Excerpt:
-------
Friday, June 5, 2020

Lancet's Fake Research Paper

Epic embarassment!

The Lancet paper that halted global trials of hydroxychloroquine for Covid-19 because of fears of increased deaths has been retracted after a Guardian investigation found inconsistencies in the data. 

The lead author, Mandeep Mehra, from the Brigham and Women’s hospital in Boston, Massachusetts decided to ask the respected medical publication for the retraction because he could no longer vouch for the data’s accuracy. [I did blog about it – refer to my post dated May 26, 2020 titled Dicing with Death with Hydroxychloroquine]. 

The journal’s editor, Richard Horton (left), said he was appalled by developments. “This is a shocking example of research misconduct in the middle of a global health emergency”. 

It seems that errors were discovered in the data that was provided for the said research by US company Surgisphere. These were later explained by the company as some patients being wrongly allocated to Australia instead of Asia. But more anomalies were then picked up. A further Guardian scrutiny revealed that there were serious questions to be asked about the company itself.
-------
(Dataset records)
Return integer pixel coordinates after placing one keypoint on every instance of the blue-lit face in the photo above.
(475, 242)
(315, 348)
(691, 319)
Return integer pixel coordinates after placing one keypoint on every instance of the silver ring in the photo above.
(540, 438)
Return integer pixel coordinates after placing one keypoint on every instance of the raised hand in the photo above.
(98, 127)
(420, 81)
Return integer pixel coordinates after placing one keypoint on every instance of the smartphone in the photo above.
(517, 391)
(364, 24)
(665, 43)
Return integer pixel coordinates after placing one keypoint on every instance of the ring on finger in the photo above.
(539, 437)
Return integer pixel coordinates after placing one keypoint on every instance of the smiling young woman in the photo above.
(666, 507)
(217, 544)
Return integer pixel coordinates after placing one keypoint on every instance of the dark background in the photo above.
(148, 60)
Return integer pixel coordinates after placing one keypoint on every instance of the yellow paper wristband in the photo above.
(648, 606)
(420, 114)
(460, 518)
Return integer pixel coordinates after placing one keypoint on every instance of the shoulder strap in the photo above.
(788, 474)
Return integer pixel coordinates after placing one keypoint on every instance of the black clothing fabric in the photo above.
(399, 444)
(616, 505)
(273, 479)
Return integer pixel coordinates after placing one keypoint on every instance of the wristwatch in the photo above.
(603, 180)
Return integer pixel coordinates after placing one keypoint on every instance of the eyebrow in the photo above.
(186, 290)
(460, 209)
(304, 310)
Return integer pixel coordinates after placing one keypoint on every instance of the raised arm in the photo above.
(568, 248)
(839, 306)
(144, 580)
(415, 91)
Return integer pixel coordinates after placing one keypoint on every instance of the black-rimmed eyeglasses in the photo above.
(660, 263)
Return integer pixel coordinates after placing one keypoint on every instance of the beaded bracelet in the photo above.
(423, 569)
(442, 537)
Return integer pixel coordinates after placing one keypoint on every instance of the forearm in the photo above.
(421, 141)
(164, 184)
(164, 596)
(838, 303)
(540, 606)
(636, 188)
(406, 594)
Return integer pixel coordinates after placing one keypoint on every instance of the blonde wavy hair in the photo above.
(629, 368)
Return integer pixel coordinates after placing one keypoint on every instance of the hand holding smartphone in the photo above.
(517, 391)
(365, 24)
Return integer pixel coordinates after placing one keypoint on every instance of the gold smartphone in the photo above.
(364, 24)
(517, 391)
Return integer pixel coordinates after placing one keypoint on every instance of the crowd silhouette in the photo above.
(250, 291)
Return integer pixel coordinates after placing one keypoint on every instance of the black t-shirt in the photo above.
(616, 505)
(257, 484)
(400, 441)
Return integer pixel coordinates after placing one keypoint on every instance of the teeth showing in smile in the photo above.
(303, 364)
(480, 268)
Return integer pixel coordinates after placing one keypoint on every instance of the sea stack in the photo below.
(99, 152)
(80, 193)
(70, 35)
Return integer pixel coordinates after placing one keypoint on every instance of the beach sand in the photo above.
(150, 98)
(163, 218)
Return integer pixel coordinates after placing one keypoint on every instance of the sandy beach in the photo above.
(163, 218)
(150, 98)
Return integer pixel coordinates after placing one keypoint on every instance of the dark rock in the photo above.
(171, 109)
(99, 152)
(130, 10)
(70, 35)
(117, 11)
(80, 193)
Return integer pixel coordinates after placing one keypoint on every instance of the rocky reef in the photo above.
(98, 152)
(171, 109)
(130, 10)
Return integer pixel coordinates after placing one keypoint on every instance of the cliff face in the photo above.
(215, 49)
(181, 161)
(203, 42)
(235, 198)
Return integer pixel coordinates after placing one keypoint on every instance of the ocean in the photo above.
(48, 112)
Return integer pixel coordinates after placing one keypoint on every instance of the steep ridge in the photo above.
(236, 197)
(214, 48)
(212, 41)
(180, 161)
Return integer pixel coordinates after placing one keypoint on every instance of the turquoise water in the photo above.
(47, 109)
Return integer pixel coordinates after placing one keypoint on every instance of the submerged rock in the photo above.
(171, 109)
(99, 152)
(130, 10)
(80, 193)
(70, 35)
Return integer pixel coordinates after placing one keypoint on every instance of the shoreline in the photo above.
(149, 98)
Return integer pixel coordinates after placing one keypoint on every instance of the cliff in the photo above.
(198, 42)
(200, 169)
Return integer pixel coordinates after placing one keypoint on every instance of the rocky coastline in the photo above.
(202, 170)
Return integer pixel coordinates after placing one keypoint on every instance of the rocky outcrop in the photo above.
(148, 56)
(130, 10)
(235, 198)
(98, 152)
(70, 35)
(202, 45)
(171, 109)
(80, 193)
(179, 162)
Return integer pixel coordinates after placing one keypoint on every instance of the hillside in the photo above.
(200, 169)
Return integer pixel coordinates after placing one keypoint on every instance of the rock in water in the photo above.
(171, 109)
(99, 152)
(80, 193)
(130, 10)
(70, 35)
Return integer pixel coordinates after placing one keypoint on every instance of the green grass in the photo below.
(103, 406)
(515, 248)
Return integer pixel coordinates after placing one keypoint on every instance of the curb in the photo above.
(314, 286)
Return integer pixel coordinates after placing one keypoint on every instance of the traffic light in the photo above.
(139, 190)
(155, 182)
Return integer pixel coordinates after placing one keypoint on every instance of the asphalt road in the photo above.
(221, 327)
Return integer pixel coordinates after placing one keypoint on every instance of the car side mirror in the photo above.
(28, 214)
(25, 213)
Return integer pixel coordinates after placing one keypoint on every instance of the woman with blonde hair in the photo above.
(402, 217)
-------
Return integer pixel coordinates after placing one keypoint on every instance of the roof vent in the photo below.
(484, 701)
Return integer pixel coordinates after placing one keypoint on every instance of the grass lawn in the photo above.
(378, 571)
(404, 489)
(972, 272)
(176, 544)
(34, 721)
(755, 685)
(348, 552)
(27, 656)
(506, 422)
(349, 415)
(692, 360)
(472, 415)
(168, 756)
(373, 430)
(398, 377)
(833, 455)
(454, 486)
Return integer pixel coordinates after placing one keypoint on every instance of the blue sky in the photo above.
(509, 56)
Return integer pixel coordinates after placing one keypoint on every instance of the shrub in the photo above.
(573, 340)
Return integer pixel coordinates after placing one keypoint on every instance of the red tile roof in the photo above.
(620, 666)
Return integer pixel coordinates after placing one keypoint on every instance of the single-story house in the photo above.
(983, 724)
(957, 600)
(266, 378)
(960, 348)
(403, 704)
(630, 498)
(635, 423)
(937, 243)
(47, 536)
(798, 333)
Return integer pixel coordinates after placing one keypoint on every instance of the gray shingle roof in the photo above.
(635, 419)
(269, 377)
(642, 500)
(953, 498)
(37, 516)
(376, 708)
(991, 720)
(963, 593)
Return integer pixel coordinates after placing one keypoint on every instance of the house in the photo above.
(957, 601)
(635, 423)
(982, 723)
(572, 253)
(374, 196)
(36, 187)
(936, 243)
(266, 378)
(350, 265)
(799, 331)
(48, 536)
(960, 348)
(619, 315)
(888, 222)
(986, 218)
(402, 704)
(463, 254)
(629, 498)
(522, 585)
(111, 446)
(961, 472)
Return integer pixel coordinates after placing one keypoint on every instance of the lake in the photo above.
-------
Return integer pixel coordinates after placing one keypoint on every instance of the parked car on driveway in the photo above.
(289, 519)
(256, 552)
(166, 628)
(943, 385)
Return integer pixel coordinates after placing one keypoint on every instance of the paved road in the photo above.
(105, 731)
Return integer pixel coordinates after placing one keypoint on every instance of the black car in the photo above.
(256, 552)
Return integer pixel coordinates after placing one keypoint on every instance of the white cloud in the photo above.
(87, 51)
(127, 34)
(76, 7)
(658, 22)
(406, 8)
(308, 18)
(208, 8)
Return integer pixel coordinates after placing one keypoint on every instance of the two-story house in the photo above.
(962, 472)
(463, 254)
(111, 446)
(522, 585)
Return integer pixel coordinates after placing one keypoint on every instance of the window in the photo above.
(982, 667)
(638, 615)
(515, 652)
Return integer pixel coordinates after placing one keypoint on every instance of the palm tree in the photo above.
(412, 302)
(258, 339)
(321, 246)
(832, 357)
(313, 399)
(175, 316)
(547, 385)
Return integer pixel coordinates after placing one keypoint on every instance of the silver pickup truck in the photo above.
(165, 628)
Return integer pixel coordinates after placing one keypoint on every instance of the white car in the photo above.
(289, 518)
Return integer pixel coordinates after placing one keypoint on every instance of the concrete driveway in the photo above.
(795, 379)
-------
What you should do:
Continue the blog post on the retracted Lancet hydroxychloroquine paper, picking up after its last sentence about serious questions over Surgisphere itself.

Task output:
I used to be an academic  I lectured at Sunway University, Monash University Malaysia, Open University Malaysia, Wawasan University, among others  and I am familiar with this whole business of research papers, whether it is writing them for publication, reading research papers for literature review and/or for other related reasons and attending research conferences (in UK, Australia, China and of course Malaysia). 

I have seen enough to be able to say it here that even when first-party data is used, I oftentimes have doubts about data accuracy and data reliability – what more when Prof Mehra had conveniently depended on data aggregators! 

Oh, I can also tell you that peer-review is a flawed process! 

So, now we know that reputable journals may also be publishing dubious research! And if not for the Guardian scoop, nobody will be any wiser, LOL!